## BEGIN
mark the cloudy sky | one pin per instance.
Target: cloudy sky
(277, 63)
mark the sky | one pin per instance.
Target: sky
## END
Turn every line of the material above into a numbered list, omitting any blank lines.

1. mark the cloudy sky | one pin per instance.
2. Target: cloudy sky
3. (277, 63)
4. mark the sky | one pin per instance.
5. Target: sky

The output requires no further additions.